----- Data supplied -----
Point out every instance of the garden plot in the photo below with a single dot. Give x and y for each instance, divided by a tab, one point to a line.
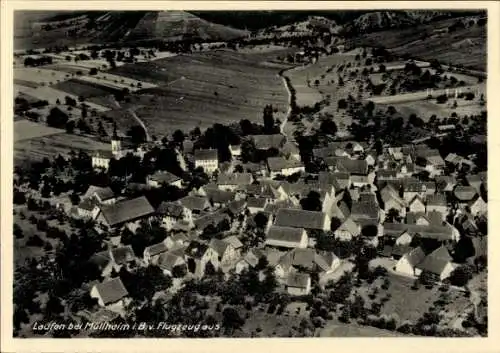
39	76
26	130
52	95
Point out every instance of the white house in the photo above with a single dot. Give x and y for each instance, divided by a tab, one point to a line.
206	159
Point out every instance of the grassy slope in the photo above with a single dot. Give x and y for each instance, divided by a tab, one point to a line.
445	47
219	86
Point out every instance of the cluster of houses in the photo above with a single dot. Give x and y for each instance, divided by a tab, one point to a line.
412	221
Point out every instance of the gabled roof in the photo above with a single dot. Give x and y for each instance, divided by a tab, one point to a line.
104	193
219	246
206	154
111	291
439	233
436	200
349	226
464	193
290	235
415	256
220	196
170	209
298	280
436	261
122	254
164	177
235	179
265	142
126	211
277	164
234	241
256	202
300	219
167	260
191	202
156	249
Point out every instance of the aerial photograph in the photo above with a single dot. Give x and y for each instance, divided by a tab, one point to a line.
250	174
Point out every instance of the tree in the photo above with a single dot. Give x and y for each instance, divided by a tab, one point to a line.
461	275
268	119
328	127
57	118
231	319
312	202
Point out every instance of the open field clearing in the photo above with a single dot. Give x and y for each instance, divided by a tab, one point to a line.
116	82
25	130
409	97
52	95
205	88
51	146
69	68
411	304
37	75
426	108
463	46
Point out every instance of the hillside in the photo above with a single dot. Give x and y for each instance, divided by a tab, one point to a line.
179	25
39	30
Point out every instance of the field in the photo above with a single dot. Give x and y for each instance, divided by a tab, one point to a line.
205	88
51	146
78	87
410	304
52	95
415	96
426	108
26	130
464	46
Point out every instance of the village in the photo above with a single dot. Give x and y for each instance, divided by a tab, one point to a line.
399	208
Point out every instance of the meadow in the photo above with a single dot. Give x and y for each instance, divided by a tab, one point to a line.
50	146
205	88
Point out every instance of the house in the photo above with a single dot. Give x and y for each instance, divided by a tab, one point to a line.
250	260
198	255
407	264
226	252
266	142
286	237
101	159
437	264
103	195
290	150
125	212
206	159
172	213
464	194
256	204
109	293
177	240
302	219
163	178
347	230
282	166
219	198
234	181
416	204
196	204
298	284
235	150
365	210
437	203
153	252
88	208
168	261
478	206
391	200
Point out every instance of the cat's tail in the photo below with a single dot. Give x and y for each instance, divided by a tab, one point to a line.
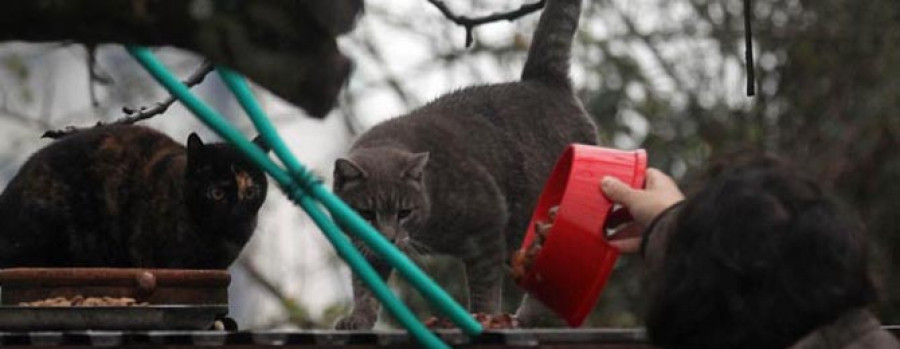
548	57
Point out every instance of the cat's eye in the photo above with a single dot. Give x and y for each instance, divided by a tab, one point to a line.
215	193
368	215
251	193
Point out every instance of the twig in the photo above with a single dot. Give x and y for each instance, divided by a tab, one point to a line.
94	75
469	23
296	313
748	38
143	113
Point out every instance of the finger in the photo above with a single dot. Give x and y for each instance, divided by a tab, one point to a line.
618	217
654	178
628	231
631	245
616	190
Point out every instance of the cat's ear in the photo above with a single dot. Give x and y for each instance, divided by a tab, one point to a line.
194	142
345	172
261	143
416	166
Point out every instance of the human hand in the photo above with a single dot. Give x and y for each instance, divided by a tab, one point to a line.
644	205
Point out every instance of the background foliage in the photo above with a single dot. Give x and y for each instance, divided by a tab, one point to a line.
665	75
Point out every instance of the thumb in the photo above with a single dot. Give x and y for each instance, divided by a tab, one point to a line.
617	191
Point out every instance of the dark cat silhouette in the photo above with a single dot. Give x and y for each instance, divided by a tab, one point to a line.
460	175
129	196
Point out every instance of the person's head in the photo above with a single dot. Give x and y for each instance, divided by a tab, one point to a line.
758	258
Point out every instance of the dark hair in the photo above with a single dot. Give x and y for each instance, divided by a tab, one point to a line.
758	258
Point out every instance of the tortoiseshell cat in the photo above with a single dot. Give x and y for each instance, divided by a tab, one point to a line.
460	175
129	196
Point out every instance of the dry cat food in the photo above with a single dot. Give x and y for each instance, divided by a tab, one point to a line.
523	260
79	301
489	322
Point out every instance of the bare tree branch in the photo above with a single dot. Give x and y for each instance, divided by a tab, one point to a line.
24	119
471	22
288	47
143	113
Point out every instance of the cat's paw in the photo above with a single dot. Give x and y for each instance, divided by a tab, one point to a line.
354	322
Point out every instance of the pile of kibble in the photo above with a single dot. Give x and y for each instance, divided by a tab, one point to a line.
523	259
489	322
80	301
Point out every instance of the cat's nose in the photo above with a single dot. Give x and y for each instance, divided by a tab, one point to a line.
389	233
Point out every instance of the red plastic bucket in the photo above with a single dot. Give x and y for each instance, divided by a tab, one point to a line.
575	261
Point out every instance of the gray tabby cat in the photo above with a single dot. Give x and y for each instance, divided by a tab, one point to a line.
460	175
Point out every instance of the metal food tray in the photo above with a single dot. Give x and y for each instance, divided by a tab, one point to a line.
120	318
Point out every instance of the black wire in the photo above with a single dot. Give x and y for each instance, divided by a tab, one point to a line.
748	38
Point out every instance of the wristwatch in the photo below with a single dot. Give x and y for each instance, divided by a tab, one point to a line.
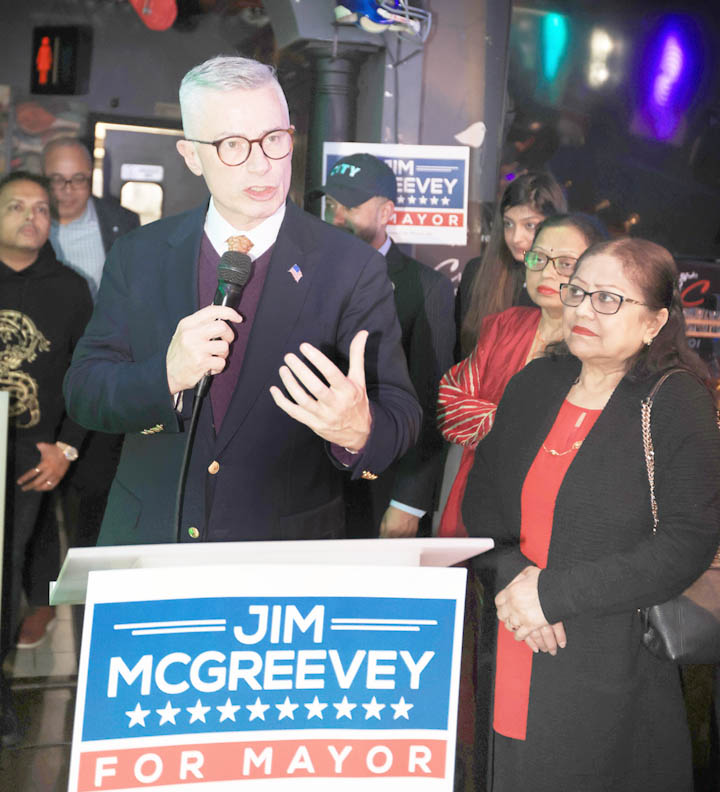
-----
To do
Pick out every line above that contains the word "tree", and copy each one.

Output below
Point out every instance of the tree in the photo above with a single dot. Give x and y for each instance, divided by a tab, one point to a line.
Point out every instance of the bare tree branch in the photo above with a single dot. Give x and y for each instance, divided by a tab, one point to a line.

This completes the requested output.